Records —
==================================================

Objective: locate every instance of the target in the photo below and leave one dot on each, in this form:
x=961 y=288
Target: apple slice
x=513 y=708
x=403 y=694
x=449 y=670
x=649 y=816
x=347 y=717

==================================================

Rewrite these rows with "apple slice" switched to "orange wedge" and every other character unchanged.

Solution to this problem —
Objective: locate every instance of the target in the photo below and leave one dot on each, in this form:
x=961 y=288
Target: orange wedge
x=513 y=708
x=403 y=694
x=449 y=670
x=649 y=816
x=347 y=717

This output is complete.